*WHAT TO WORK ON*: Present every line of the records below as a Markdown table with the columns Row and Line. Number each row and omit blank lines.

(Location identification items)
▽
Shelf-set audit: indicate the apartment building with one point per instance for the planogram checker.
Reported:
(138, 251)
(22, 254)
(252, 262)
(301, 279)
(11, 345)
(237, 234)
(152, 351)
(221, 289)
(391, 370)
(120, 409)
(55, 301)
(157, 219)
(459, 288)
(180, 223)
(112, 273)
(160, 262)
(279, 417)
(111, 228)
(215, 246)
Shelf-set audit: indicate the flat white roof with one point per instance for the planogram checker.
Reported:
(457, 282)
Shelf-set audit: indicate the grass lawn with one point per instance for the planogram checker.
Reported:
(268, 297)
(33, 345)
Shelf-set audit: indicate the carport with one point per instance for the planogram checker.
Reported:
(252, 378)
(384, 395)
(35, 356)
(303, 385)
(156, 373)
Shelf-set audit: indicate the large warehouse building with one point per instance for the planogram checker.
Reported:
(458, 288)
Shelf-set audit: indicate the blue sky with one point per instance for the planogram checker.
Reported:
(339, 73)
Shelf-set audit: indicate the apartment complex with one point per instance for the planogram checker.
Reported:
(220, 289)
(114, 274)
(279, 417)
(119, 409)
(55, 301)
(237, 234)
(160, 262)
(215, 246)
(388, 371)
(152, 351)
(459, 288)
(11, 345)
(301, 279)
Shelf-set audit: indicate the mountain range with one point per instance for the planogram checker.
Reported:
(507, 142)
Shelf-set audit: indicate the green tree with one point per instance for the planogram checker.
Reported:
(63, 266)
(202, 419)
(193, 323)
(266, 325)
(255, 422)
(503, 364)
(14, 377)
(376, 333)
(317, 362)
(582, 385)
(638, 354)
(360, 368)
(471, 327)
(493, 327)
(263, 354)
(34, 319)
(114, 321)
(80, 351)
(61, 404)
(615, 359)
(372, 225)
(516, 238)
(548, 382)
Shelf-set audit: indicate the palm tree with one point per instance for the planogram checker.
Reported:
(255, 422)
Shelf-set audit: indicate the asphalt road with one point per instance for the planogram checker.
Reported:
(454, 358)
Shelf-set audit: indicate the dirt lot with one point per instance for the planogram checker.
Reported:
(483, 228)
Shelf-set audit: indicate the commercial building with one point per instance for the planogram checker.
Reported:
△
*FULL ANSWER*:
| Row | Line |
|---|---|
| 1 | Shelf-set audit: indicate the apartment building with one point per instance for the planogram checker. |
| 2 | Reported: |
| 3 | (138, 251) |
| 4 | (22, 254) |
| 5 | (252, 262) |
| 6 | (301, 279) |
| 7 | (11, 345) |
| 8 | (237, 234) |
| 9 | (152, 351) |
| 10 | (221, 289) |
| 11 | (391, 370) |
| 12 | (120, 409) |
| 13 | (55, 301) |
| 14 | (157, 219) |
| 15 | (459, 288) |
| 16 | (180, 223) |
| 17 | (112, 273) |
| 18 | (160, 262) |
| 19 | (279, 417) |
| 20 | (111, 228) |
| 21 | (215, 246) |
| 22 | Shelf-set audit: indicate the flat white roof with one point per instance for the planogram checker. |
| 23 | Reported: |
| 24 | (457, 282) |
| 25 | Shelf-set audit: indicate the grass lawn with one point per instance for the planogram checker. |
| 26 | Reported: |
| 27 | (268, 297) |
| 28 | (33, 345) |
| 29 | Shelf-set audit: indicate the carport with one point per instance for the planogram checker. |
| 30 | Reported: |
| 31 | (252, 378) |
| 32 | (384, 395) |
| 33 | (35, 356) |
| 34 | (303, 385) |
| 35 | (156, 373) |
| 36 | Shelf-set audit: indicate the large warehouse building with one point per instance for the planogram checker. |
| 37 | Reported: |
| 38 | (458, 288) |
| 39 | Shelf-set audit: indicate the blue sky with one point per instance for the planogram checker. |
| 40 | Reported: |
| 41 | (339, 73) |
| 42 | Shelf-set audit: indicate the apartment complex with one point per instance for the planogram checker. |
| 43 | Reported: |
| 44 | (220, 289) |
| 45 | (114, 274) |
| 46 | (279, 417) |
| 47 | (119, 409) |
| 48 | (55, 301) |
| 49 | (237, 234) |
| 50 | (160, 262) |
| 51 | (215, 246) |
| 52 | (388, 371) |
| 53 | (152, 351) |
| 54 | (459, 288) |
| 55 | (11, 345) |
| 56 | (301, 279) |
| 57 | Shelf-set audit: indicate the mountain range with one point per instance for the planogram checker. |
| 58 | Reported: |
| 59 | (507, 142) |
| 60 | Shelf-set audit: indicate the green tree with one point per instance for the planogram checker. |
| 61 | Reported: |
| 62 | (63, 266) |
| 63 | (202, 419) |
| 64 | (193, 323) |
| 65 | (266, 325) |
| 66 | (255, 422) |
| 67 | (503, 364) |
| 68 | (14, 377) |
| 69 | (376, 333) |
| 70 | (317, 362) |
| 71 | (582, 385) |
| 72 | (638, 354) |
| 73 | (360, 368) |
| 74 | (471, 327) |
| 75 | (493, 327) |
| 76 | (263, 354) |
| 77 | (34, 319) |
| 78 | (114, 321) |
| 79 | (80, 351) |
| 80 | (61, 404) |
| 81 | (615, 359) |
| 82 | (372, 225) |
| 83 | (516, 238) |
| 84 | (548, 382) |
| 85 | Shelf-set audit: indicate the palm tree with one point per instance for the planogram checker. |
| 86 | Reported: |
| 87 | (255, 422) |
| 88 | Shelf-set audit: indicate the asphalt road with one point per instance for the planogram checker. |
| 89 | Reported: |
| 90 | (454, 358) |
| 91 | Shelf-set audit: indicate the dirt lot with one point per instance for the planogram checker. |
| 92 | Reported: |
| 93 | (483, 228) |
| 94 | Shelf-set audit: indicate the commercial building with one point per instance for the planogram checker. |
| 95 | Reported: |